** Exercise requirements **
Filter the listing below, keeping every line that contains the word "plant".
++++ Data lines
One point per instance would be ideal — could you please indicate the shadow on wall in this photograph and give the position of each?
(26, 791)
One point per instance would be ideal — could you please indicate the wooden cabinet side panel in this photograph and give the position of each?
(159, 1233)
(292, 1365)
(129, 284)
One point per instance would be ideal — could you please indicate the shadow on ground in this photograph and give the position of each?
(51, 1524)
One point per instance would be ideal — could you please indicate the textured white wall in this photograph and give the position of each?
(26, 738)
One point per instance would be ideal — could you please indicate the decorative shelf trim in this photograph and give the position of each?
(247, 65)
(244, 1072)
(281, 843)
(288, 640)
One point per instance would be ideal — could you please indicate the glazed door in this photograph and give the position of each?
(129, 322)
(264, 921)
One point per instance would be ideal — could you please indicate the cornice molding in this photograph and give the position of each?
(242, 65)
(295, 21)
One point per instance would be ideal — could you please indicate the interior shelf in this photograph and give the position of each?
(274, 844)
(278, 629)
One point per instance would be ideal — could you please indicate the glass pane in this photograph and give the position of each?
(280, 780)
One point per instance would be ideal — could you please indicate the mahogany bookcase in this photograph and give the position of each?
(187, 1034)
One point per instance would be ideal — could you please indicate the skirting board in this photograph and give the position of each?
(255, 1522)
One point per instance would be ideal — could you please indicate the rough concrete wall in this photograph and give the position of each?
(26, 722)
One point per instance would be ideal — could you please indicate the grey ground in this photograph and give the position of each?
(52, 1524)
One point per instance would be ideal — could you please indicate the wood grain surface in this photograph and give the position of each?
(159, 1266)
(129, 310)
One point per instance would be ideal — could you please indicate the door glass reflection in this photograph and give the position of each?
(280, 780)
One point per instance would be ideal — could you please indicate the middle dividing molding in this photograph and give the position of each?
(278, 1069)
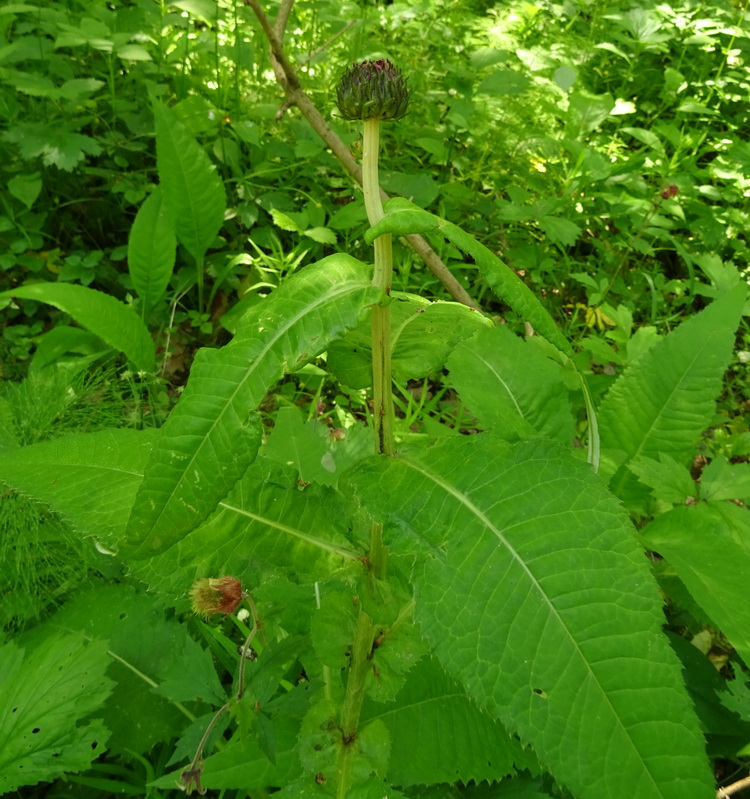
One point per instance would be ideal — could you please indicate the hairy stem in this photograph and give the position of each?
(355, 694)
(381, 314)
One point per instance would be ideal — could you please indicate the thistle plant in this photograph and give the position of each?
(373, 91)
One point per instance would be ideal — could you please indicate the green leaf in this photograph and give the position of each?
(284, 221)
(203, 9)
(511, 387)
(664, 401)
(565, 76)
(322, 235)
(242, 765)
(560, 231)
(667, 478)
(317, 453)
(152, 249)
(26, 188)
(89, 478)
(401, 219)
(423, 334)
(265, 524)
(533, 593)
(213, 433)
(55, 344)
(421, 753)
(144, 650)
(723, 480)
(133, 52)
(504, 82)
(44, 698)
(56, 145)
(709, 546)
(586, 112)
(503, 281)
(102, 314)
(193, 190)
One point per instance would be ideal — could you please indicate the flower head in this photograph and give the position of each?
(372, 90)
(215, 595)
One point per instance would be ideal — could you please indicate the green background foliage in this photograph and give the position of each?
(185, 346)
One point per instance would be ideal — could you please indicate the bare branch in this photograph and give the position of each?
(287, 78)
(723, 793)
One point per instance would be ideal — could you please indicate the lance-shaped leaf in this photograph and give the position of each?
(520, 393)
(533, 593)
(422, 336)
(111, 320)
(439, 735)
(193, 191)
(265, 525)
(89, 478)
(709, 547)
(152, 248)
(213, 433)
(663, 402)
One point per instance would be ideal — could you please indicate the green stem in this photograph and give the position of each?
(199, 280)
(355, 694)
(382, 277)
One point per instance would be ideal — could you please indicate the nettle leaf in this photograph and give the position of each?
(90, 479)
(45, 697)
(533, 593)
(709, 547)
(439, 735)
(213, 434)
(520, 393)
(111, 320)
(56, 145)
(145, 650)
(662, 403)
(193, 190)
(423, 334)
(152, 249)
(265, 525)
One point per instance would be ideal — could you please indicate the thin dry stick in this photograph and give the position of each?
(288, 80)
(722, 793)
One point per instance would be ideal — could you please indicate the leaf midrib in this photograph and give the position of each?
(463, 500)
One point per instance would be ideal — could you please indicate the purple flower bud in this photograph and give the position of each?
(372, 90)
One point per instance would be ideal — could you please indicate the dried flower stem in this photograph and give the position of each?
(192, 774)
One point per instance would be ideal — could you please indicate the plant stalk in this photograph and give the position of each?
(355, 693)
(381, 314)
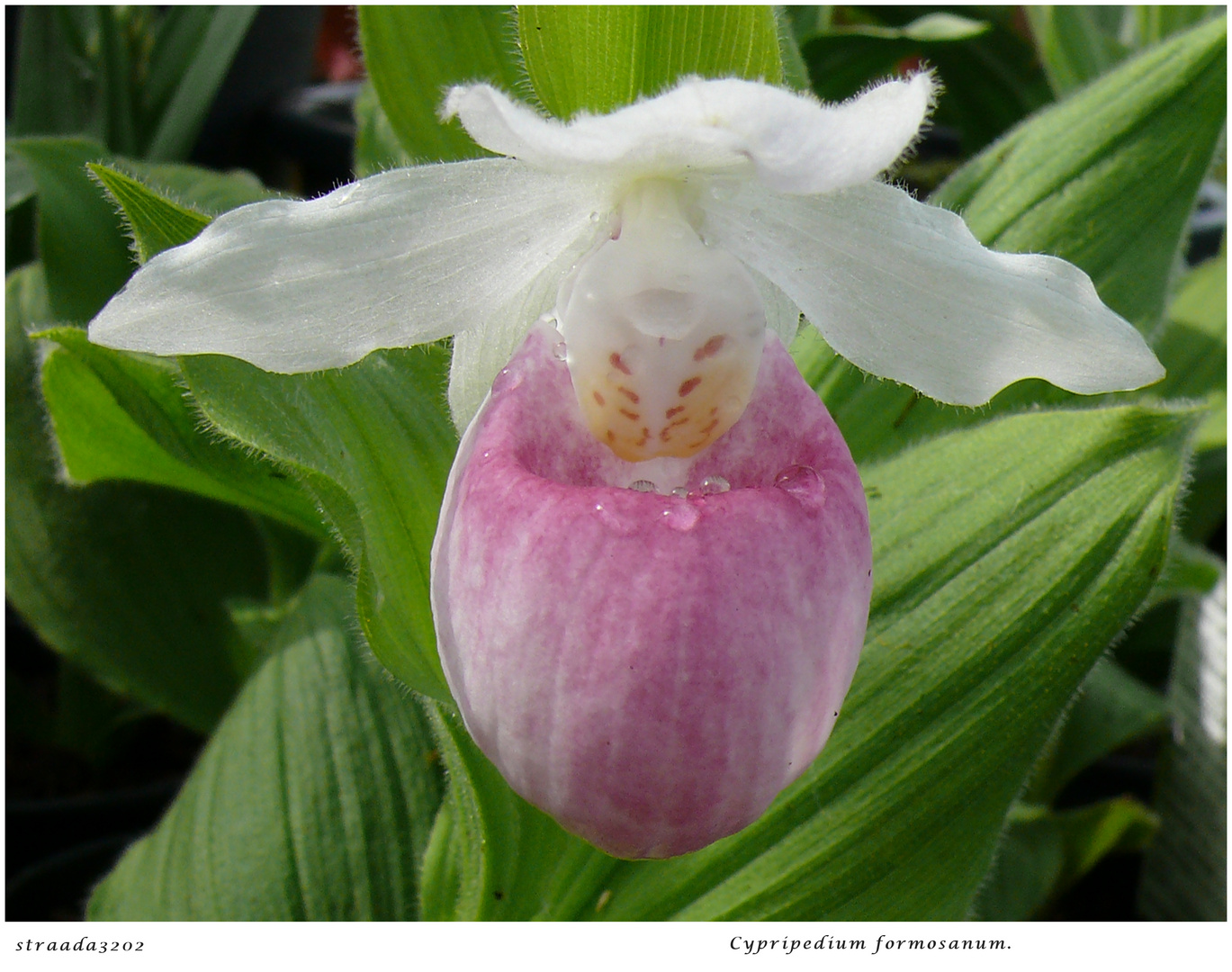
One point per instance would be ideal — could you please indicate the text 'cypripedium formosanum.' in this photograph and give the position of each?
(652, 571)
++++++++
++++ Data lines
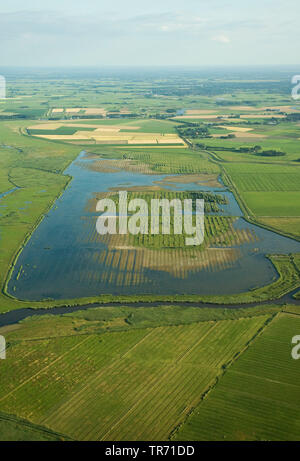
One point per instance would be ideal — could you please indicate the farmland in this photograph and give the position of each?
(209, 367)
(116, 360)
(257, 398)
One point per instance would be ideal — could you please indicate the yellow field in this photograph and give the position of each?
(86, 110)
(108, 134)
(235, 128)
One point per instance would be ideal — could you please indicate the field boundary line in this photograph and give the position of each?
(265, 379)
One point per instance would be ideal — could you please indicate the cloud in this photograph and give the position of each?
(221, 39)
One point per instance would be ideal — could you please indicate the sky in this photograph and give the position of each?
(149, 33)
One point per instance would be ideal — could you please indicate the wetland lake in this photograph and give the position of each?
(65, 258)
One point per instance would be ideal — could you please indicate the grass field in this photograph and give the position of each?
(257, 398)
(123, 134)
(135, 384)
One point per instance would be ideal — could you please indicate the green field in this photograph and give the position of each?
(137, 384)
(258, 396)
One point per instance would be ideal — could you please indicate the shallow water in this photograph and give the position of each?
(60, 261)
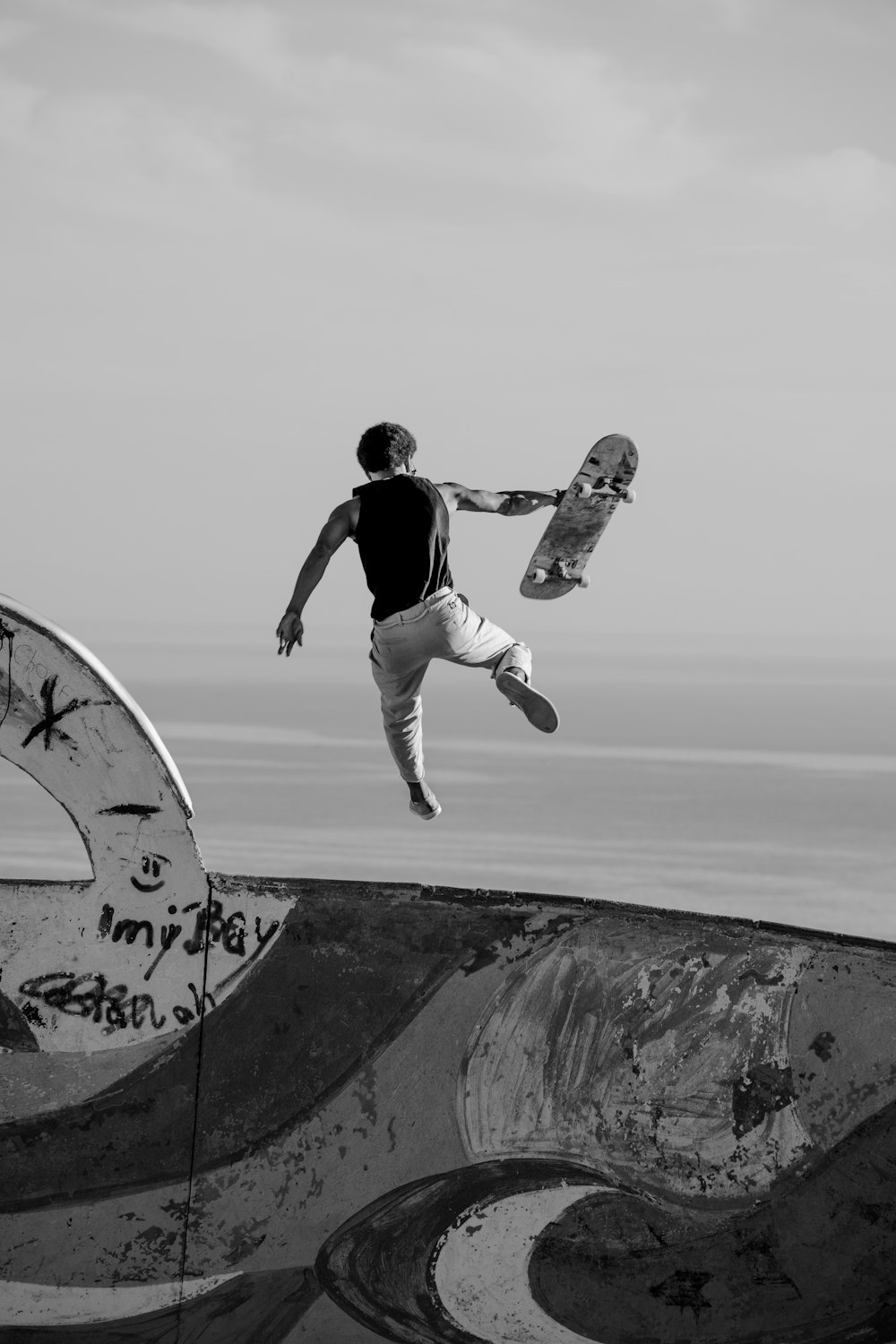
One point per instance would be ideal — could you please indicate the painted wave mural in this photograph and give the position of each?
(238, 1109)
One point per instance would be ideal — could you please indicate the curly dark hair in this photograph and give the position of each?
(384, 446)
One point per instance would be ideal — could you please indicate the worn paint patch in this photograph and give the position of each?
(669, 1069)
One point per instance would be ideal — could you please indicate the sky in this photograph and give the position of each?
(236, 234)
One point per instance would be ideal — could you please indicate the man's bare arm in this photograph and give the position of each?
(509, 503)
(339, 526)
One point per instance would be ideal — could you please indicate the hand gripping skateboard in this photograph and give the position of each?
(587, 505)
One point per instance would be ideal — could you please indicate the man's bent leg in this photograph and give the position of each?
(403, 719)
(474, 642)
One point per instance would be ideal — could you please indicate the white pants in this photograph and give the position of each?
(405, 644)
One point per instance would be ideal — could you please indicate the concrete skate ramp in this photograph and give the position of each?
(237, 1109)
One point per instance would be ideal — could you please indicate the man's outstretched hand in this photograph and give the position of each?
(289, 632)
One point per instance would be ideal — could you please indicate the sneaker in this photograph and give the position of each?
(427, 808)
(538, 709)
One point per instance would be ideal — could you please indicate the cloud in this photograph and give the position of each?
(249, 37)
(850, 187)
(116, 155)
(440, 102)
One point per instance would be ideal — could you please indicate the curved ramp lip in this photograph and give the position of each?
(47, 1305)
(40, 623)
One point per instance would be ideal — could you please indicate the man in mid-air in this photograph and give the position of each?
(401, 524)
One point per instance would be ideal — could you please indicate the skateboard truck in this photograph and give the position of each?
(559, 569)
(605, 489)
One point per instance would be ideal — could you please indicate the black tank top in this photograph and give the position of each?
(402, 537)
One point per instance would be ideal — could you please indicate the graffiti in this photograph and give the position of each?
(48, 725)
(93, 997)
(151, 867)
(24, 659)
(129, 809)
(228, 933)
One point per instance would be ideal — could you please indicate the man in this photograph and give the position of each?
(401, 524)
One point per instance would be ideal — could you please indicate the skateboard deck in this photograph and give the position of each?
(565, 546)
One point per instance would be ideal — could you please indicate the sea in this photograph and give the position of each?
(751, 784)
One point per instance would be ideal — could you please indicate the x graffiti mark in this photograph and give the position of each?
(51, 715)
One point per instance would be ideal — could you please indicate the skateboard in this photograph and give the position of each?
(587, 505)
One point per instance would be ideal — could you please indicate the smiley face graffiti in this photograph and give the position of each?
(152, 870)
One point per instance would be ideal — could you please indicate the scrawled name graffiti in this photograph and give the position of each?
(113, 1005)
++++++++
** Solution to the problem **
One point per instance would be ideal — could you please indicate the thistle plant in this photograph and give the position of each?
One point per instance would be ideal — could you please indicate the plant stalk in this photograph and give the position of each?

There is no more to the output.